══ Source document ══
- Episode no.: Season 15 Episode 3
- Directed by: Richie Keen
- Written by: Rob Rosell; David Hornsby;
- Cinematography by: John Tanzer
- Editing by: Scott Draper
- Production code: XIP15003
- Original air date: December 8, 2021
- Running time: 21 minutes

Episode chronology
| ← Previous "The Gang Makes Lethal Weapon 7" | Next → "The Gang Replaces Dee with a Monkey" |
- It's Always Sunny in Philadelphia season 15

= The Gang Buys a Roller Rink =

"The Gang Buys a Roller Rink" is the third episode of the fifteenth season of the American sitcom television series It's Always Sunny in Philadelphia. It is the 157th overall episode of the series and was written by executive producers Rob Rosell and David Hornsby and directed by Richie Keen. It originally aired on FXX on December 8, 2021, airing back-to-back with the follow-up episode, "The Gang Replaces Dee with a Monkey".
═══
══ Dataset content ══
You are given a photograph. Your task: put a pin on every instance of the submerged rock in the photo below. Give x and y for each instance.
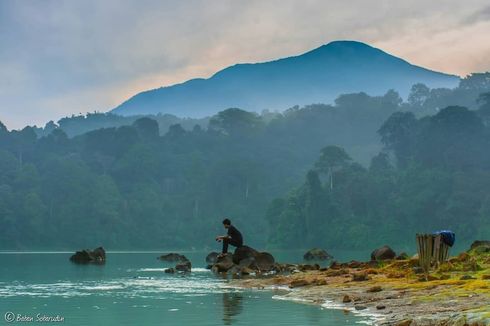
(360, 277)
(183, 266)
(243, 252)
(86, 256)
(245, 260)
(211, 258)
(264, 261)
(223, 264)
(317, 254)
(173, 257)
(383, 253)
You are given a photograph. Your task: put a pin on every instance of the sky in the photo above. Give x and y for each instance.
(59, 58)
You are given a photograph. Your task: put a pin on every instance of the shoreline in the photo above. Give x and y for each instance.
(391, 293)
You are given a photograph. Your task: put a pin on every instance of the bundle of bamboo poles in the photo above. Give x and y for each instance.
(432, 251)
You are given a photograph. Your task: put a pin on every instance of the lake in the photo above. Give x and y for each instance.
(132, 289)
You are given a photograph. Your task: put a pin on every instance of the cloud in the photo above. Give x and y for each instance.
(64, 57)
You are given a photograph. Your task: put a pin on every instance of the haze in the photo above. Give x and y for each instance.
(64, 57)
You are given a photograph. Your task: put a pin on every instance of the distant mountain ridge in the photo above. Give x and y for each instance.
(317, 76)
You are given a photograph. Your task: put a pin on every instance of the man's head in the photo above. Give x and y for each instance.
(226, 223)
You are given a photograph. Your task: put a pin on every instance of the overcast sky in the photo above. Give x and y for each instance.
(59, 58)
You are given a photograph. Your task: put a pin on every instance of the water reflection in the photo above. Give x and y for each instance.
(232, 306)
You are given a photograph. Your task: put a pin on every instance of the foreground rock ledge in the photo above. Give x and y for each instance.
(458, 293)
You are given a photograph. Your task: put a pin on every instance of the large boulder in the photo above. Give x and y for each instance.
(317, 254)
(243, 252)
(265, 261)
(223, 264)
(383, 253)
(244, 260)
(173, 257)
(211, 258)
(86, 256)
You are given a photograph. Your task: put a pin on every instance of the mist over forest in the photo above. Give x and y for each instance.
(364, 171)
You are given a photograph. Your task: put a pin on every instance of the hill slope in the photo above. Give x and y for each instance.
(318, 76)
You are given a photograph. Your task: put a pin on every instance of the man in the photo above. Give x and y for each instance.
(234, 237)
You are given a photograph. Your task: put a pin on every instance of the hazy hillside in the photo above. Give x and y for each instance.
(318, 76)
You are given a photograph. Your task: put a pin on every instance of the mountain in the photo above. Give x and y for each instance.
(317, 76)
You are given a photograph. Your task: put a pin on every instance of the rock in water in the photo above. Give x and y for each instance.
(317, 254)
(86, 256)
(383, 253)
(243, 252)
(223, 264)
(211, 258)
(173, 257)
(264, 261)
(183, 266)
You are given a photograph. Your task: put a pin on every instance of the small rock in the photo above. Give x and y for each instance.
(402, 256)
(354, 264)
(211, 258)
(346, 299)
(359, 277)
(317, 254)
(86, 256)
(173, 257)
(418, 270)
(298, 283)
(374, 289)
(183, 266)
(321, 282)
(383, 253)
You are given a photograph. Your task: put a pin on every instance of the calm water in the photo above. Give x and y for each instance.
(132, 289)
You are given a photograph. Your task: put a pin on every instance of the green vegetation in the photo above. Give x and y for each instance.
(132, 185)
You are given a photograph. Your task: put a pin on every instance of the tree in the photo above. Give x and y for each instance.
(331, 158)
(484, 107)
(235, 122)
(397, 134)
(147, 128)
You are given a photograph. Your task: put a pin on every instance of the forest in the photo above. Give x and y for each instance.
(365, 170)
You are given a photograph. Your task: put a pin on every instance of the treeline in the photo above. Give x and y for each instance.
(79, 124)
(137, 186)
(433, 174)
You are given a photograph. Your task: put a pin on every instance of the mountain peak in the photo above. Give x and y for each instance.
(317, 76)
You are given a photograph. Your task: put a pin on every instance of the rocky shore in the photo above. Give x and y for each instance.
(394, 291)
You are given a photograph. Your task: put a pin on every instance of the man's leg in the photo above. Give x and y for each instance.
(227, 241)
(225, 246)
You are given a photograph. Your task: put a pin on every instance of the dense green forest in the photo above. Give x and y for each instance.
(132, 185)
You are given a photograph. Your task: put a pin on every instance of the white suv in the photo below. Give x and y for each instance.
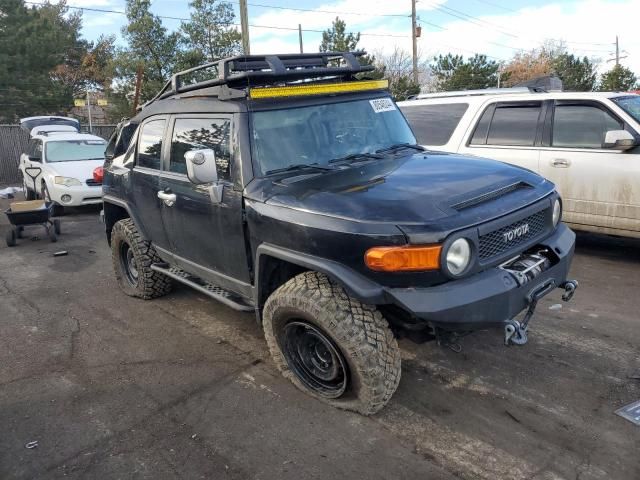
(64, 161)
(588, 144)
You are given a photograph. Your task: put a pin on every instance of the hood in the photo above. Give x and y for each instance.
(80, 169)
(410, 190)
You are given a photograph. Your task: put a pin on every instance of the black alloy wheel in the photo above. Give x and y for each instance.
(314, 358)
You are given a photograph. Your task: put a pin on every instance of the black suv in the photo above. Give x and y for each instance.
(290, 186)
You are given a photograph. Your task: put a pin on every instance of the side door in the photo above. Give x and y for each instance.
(31, 165)
(145, 179)
(206, 236)
(599, 186)
(510, 132)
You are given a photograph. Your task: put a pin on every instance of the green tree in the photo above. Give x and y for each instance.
(150, 46)
(452, 72)
(210, 33)
(34, 41)
(618, 79)
(336, 38)
(577, 74)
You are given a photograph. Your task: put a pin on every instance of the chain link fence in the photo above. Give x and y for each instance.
(13, 142)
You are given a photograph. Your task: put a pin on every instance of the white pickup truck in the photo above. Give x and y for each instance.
(587, 143)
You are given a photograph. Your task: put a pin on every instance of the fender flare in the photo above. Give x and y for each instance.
(123, 204)
(356, 284)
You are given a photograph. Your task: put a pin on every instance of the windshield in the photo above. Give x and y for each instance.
(317, 134)
(75, 150)
(630, 104)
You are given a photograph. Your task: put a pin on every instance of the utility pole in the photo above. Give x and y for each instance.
(244, 26)
(136, 96)
(617, 53)
(89, 111)
(415, 40)
(300, 37)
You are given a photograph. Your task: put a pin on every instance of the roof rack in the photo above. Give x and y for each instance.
(473, 93)
(241, 70)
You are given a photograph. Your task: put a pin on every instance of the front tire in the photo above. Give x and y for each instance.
(57, 210)
(330, 345)
(132, 258)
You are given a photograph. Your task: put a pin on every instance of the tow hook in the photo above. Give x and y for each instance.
(570, 287)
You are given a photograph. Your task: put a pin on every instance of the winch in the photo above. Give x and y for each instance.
(523, 269)
(528, 266)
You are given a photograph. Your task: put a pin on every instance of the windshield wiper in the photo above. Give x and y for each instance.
(399, 146)
(356, 156)
(299, 166)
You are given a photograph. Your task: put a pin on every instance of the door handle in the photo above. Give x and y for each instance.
(169, 199)
(560, 162)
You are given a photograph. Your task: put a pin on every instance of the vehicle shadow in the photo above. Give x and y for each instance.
(608, 246)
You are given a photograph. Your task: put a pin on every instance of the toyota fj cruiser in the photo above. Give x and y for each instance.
(290, 186)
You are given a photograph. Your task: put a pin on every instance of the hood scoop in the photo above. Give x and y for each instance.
(487, 196)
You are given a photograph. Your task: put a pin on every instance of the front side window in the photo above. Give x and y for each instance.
(150, 145)
(74, 150)
(581, 126)
(198, 134)
(434, 124)
(630, 104)
(317, 134)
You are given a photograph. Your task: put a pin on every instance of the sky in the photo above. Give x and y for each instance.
(496, 28)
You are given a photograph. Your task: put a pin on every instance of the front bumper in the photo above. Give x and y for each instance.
(80, 195)
(487, 299)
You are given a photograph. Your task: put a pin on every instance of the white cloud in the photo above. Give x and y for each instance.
(589, 28)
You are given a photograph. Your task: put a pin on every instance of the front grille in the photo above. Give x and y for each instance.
(496, 242)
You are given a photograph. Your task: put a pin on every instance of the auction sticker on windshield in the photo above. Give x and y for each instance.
(382, 105)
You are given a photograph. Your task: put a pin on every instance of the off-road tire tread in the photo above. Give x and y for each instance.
(151, 284)
(360, 332)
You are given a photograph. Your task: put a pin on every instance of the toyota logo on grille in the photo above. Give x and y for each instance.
(519, 231)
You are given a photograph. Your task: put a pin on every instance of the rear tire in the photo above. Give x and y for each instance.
(11, 238)
(330, 345)
(132, 257)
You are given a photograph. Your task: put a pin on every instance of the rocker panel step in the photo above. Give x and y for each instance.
(217, 293)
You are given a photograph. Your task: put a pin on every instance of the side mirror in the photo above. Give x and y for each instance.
(619, 140)
(201, 166)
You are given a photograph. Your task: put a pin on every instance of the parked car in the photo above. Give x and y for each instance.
(281, 185)
(585, 143)
(66, 160)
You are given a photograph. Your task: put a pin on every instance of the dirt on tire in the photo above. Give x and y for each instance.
(359, 331)
(150, 284)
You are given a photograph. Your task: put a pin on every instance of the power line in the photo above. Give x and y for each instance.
(183, 19)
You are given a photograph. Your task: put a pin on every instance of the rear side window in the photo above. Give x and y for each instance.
(581, 126)
(198, 134)
(150, 145)
(508, 125)
(434, 124)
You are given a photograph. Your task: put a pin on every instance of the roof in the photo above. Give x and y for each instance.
(475, 96)
(67, 136)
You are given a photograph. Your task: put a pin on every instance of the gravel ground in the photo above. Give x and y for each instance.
(183, 387)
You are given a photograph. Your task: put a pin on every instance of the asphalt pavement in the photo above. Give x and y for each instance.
(183, 387)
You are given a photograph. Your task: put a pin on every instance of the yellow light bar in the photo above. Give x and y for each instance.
(318, 89)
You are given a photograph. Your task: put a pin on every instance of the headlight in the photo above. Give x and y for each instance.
(458, 256)
(67, 181)
(557, 212)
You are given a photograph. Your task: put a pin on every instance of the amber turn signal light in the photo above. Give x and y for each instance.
(403, 259)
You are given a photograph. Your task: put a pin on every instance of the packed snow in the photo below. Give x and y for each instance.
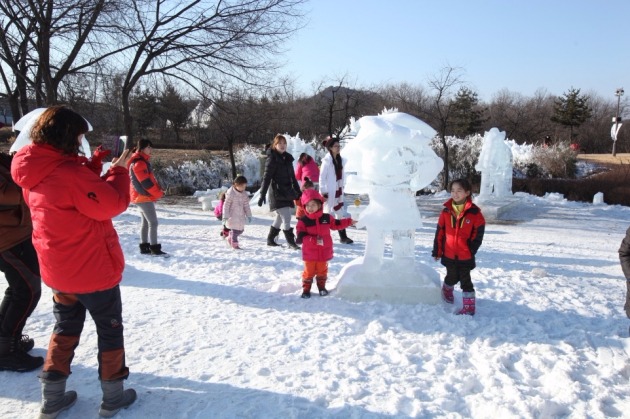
(218, 333)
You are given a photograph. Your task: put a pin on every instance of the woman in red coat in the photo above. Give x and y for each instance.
(313, 232)
(79, 253)
(145, 191)
(458, 236)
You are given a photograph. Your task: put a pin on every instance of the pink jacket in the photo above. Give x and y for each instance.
(309, 170)
(218, 210)
(236, 209)
(72, 209)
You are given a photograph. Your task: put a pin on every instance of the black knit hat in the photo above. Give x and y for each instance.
(330, 141)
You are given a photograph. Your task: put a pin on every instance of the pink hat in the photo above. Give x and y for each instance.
(309, 195)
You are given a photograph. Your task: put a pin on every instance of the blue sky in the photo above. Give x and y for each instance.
(518, 45)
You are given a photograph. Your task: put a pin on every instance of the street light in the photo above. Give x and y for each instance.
(619, 92)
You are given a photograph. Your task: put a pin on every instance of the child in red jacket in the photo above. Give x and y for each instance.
(458, 236)
(313, 233)
(299, 208)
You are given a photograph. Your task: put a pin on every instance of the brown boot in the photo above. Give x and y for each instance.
(306, 287)
(321, 285)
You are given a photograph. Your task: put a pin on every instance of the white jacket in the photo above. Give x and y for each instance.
(236, 209)
(328, 181)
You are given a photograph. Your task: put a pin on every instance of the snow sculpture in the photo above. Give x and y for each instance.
(389, 160)
(495, 165)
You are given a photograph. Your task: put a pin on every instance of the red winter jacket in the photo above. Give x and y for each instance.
(457, 238)
(317, 225)
(144, 187)
(72, 209)
(307, 170)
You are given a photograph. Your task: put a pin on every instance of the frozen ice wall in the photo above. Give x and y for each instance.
(389, 160)
(495, 165)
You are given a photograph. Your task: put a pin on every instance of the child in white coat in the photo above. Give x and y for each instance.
(236, 210)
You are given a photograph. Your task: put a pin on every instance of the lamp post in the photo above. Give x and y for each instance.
(619, 92)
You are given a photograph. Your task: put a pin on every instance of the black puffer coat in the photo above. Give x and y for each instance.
(279, 179)
(624, 258)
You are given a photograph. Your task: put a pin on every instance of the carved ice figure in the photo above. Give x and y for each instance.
(389, 159)
(495, 165)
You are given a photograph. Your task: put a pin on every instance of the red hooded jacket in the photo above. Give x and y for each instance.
(458, 237)
(144, 186)
(72, 209)
(317, 225)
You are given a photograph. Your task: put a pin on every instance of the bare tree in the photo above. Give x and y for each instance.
(411, 99)
(239, 115)
(195, 42)
(44, 42)
(444, 85)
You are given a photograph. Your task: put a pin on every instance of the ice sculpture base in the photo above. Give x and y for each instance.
(394, 282)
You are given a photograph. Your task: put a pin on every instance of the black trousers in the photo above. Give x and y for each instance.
(105, 308)
(456, 273)
(21, 269)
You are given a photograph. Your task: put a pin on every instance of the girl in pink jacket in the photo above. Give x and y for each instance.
(236, 210)
(313, 233)
(306, 168)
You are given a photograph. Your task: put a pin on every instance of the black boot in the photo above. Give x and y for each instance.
(55, 398)
(344, 238)
(273, 234)
(321, 285)
(13, 359)
(25, 343)
(288, 234)
(115, 397)
(156, 250)
(145, 249)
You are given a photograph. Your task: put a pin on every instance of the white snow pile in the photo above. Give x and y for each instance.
(217, 333)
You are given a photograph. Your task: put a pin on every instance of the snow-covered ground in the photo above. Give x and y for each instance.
(218, 333)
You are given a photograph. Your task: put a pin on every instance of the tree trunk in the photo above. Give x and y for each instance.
(445, 177)
(232, 160)
(127, 119)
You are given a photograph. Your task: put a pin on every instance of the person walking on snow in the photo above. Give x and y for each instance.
(236, 210)
(145, 191)
(279, 179)
(332, 180)
(218, 212)
(624, 259)
(458, 236)
(79, 253)
(313, 233)
(306, 168)
(18, 262)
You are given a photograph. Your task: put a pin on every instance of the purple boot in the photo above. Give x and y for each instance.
(469, 304)
(447, 294)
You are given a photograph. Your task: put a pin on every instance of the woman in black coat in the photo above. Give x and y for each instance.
═══
What you will do:
a) Name every person credited in the episode article on "The Gang Buys a Roller Rink".
b) Please extend the episode article on "The Gang Buys a Roller Rink", picking up right after its final sentence.

Answers provided:
a) Richie Keen, Rob Rosell, David Hornsby, John Tanzer, Scott Draper

b)
The series follows "The Gang", a group of five misfit friends: the twins Dennis and Deandra "(Sweet) Dee" Reynolds, their friends Charlie Kelly and Ronald "Mac" McDonald, and Frank Reynolds, Dennis' and Dee's legal father. The Gang runs the fictional Paddy's Pub, an unsuccessful Irish bar in South Philadelphia. In the episode, when their favourite roller rink is being closed down, the Gang flashbacks to 1998 when Mac, Dennis and Charlie tried to buy the rink but instead end up buying Paddy's.

According to Nielsen Media Research, the episode was seen by an estimated 0.318 million household viewers and gained a 0.18 ratings share among adults aged 18–49. The episode received mixed-to-positive reviews from critics, some praised the exploration of the Gang's origin while others found it derivative of other flashback episodes.

==Plot==
Charlie (Charlie Day) informs the Gang that a roller rink in South Philadelphia is closing, saddening them as they had good memories of the rink. The Gang then remember the last time they visited the rink, in 1998.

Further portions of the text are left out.